— START OF Text passage —
The sizable ferromagnetic exchange between the impurity spins and kagome planes exceeding -80 K is a new interesting result that indeed questions the quasi-2D nature of herbertsmithite. However, it is difficult to reconcile this result with the Weiss temperature of -5.2 K extracted from ESR data (PRL 118, 017202 [2017]). Also averaged values obtained using DFT on locally optimized structures (Tab. 7.2 in https://nbn-resolving.org/urn:nbn:de:bsz:14-qucosa-91976) are significantly smaller (between -10 and -20 K). In the latter case, a structural relaxation has been performed to simulate a Jahn-Teller distortion of an octahedron under Cu substitution. Fingerprints of a such distortion are also found in the experiment, e.g. in Ref. 23: "...a staggered response is certainly associated with a Jahn-Teller driven distortion leading to a displacement of the six adjacent oxygens". This makes me think that structural relaxation is a key ingredient that can not be bypassed if a magnetic Jahn-Teller-active impurity like Cu2+ occupies a regular octahedron.

While the DM interaction reasonably turns out to be the leading anisotropy, its magnitude -- less than 3% of the Heisenberg exchange -- seems to be rather low. Note that in La2CuO4 with a very small tilt angle (3-4 degrees), the DM anisotropy amounts to about 0.6 % of the Heisenberg exchange (PRB 108, 085140 [2023]). In herbertsmithite, the neighboring CuO4 squares are significantly more tilted, giving rise to a sizable overlap between x^2-y^2 and other d-orbitals, which is also stated in the manuscript, e.g. in the caption of Fig. 4. I would naively expect a more significant enhancement of the DM component in this case. I suggest the authors benchmark their approach by calculating D1 and J1 in La2CuO4, for which experimental estimates are available and which have been extensively studied by other numerical methods.
— END OF Text passage —
— START OF Recorded data —
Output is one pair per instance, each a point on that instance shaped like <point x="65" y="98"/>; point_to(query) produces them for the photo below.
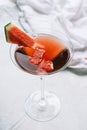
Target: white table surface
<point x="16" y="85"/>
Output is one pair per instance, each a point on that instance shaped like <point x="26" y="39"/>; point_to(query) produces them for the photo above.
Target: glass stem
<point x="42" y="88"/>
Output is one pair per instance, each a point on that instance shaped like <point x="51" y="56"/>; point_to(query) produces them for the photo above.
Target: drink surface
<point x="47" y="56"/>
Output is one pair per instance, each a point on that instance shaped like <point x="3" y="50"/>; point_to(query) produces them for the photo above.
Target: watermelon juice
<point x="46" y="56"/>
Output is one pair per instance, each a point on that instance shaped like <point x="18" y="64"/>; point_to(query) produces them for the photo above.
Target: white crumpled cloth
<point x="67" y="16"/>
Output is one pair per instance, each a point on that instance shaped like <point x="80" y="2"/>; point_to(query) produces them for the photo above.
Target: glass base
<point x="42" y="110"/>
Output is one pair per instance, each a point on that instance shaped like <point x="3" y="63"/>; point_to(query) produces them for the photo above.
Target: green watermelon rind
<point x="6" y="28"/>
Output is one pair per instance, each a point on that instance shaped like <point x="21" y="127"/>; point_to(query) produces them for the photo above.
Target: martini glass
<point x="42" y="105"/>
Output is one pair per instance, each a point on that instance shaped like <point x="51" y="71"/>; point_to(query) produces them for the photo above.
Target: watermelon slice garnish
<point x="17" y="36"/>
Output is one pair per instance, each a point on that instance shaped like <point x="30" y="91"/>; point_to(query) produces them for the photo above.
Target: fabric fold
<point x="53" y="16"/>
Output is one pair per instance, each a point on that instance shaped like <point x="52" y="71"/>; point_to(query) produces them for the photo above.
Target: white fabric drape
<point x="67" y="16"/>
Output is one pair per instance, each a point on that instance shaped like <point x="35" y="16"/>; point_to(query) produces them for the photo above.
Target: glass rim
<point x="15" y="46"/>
— END OF Recorded data —
— START OF Recorded data —
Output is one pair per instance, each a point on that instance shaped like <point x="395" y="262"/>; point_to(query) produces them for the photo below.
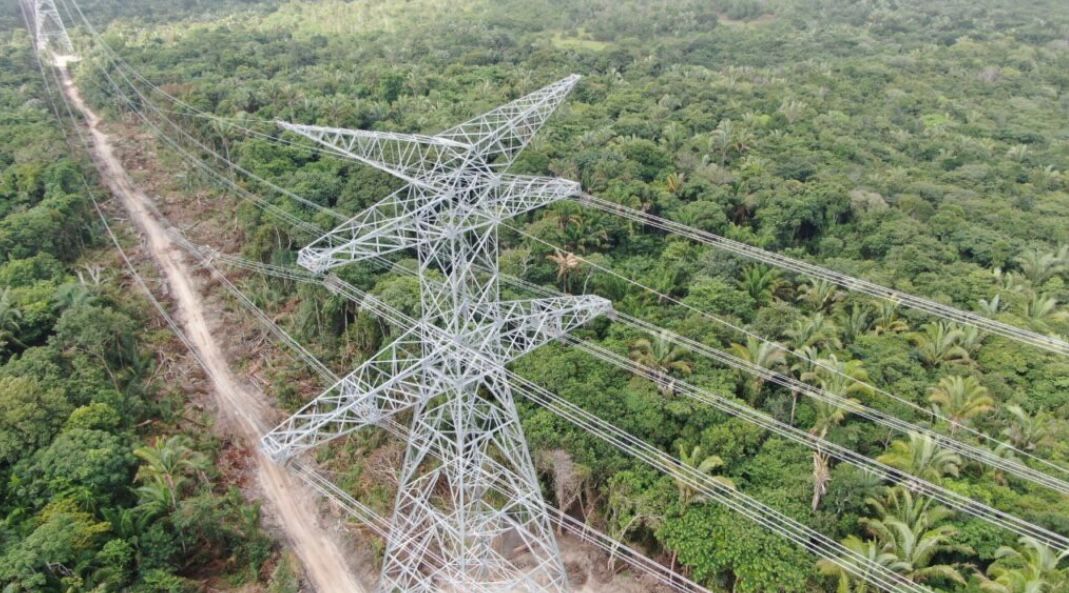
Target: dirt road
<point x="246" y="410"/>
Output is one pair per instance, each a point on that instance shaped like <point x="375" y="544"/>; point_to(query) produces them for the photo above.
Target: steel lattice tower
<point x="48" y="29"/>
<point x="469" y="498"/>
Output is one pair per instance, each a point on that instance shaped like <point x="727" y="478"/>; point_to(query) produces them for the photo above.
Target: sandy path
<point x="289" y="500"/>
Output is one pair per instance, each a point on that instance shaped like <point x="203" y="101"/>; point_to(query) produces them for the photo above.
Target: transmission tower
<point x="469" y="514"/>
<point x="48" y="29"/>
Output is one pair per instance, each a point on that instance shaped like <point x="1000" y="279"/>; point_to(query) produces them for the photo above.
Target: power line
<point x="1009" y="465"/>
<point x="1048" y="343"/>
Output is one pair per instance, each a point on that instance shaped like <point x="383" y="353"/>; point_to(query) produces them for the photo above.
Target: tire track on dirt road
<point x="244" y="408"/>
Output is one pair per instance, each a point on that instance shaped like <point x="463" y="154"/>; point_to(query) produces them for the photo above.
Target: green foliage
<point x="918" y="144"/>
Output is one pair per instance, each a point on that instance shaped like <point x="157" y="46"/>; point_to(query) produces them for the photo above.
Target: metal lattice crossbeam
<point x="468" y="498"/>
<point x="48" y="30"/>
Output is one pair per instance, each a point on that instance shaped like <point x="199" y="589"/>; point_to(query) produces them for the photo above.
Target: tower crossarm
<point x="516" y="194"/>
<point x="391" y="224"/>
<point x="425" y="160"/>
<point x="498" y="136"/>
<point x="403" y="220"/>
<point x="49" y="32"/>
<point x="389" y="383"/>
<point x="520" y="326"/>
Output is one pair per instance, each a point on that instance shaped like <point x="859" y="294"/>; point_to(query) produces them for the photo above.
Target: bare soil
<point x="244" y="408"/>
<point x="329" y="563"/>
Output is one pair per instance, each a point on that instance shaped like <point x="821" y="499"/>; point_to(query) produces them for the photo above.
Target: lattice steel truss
— END OF Recorded data —
— START OF Recorded data —
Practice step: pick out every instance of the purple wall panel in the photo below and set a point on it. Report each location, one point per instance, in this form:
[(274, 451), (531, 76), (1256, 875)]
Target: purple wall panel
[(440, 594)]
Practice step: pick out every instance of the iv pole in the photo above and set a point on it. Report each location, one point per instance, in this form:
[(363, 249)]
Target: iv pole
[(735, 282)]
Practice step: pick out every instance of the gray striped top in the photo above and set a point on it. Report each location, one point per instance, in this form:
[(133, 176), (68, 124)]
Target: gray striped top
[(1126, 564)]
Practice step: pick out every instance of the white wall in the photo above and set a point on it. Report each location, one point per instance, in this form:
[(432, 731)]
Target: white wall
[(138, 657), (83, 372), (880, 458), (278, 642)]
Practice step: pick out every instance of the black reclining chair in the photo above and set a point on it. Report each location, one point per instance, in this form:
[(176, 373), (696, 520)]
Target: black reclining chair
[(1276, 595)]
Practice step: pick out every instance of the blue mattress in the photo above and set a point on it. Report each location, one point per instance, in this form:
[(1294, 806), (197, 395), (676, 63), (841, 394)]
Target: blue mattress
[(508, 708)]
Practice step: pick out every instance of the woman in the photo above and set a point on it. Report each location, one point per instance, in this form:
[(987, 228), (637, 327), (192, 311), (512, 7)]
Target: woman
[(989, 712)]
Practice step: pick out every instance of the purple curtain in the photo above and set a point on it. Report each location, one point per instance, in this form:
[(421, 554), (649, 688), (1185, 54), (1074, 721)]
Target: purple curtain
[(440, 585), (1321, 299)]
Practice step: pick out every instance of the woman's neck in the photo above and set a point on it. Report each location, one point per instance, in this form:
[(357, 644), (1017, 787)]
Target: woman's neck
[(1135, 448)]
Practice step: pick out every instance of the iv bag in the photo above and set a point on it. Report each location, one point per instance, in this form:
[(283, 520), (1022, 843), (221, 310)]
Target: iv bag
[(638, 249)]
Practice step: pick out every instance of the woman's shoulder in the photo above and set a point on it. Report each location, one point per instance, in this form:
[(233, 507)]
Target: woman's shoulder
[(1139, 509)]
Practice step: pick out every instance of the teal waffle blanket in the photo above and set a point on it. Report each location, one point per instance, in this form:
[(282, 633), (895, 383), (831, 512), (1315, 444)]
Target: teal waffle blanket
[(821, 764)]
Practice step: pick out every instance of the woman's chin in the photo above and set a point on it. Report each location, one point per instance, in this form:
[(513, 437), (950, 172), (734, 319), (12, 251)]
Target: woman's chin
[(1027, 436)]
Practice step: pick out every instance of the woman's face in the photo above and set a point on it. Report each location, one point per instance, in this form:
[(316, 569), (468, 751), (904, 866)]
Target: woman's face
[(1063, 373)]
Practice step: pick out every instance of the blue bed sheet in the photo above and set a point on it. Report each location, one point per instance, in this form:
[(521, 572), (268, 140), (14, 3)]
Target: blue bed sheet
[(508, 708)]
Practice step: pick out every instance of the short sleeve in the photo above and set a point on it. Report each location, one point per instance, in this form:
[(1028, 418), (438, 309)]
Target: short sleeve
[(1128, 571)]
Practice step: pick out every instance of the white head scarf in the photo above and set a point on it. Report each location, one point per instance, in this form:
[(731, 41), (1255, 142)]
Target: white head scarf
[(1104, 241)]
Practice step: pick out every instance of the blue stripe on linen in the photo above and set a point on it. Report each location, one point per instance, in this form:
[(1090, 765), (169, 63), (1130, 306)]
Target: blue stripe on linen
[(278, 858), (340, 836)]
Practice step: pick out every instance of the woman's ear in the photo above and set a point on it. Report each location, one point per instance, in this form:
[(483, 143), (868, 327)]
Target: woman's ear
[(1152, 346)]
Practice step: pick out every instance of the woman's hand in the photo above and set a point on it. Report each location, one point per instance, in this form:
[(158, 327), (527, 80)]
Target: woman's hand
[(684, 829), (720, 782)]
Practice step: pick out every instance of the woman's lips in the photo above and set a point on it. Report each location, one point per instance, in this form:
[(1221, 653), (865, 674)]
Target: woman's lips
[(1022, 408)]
— END OF Recorded data —
What you need to do –
a - List every literature reference that the herbertsmithite review comments cite, including journal citations, links and numbered references.
b - Answer these questions from the herbertsmithite review comments:
(i) What Weiss temperature was extracted from ESR data?
(ii) What tilt angle is given for La2CuO4?
(iii) What is the magnitude of the DM interaction relative to the Heisenberg exchange?
c - Reproduce the herbertsmithite review comments word for word, covering everything from "While the DM" down to "other numerical methods.".
The records are separate material and do not relate to the herbertsmithite review comments.

Answers below –
a -
PRL 118, 017202 [2017]
Tab. 7.2 in https://nbn-resolving.org/urn:nbn:de:bsz:14-qucosa-91976
Ref. 23
PRB 108, 085140 [2023]

b -
(i) -5.2 K
(ii) 3-4 degrees
(iii) Less than 3% of the Heisenberg exchange

c -
While the DM interaction reasonably turns out to be the leading anisotropy, its magnitude -- less than 3% of the Heisenberg exchange -- seems to be rather low. Note that in La2CuO4 with a very small tilt angle (3-4 degrees), the DM anisotropy amounts to about 0.6 % of the Heisenberg exchange (PRB 108, 085140 [2023]). In herbertsmithite, the neighboring CuO4 squares are significantly more tilted, giving rise to a sizable overlap between x^2-y^2 and other d-orbitals, which is also stated in the manuscript, e.g. in the caption of Fig. 4. I would naively expect a more significant enhancement of the DM component in this case. I suggest the authors benchmark their approach by calculating D1 and J1 in La2CuO4, for which experimental estimates are available and which have been extensively studied by other numerical methods.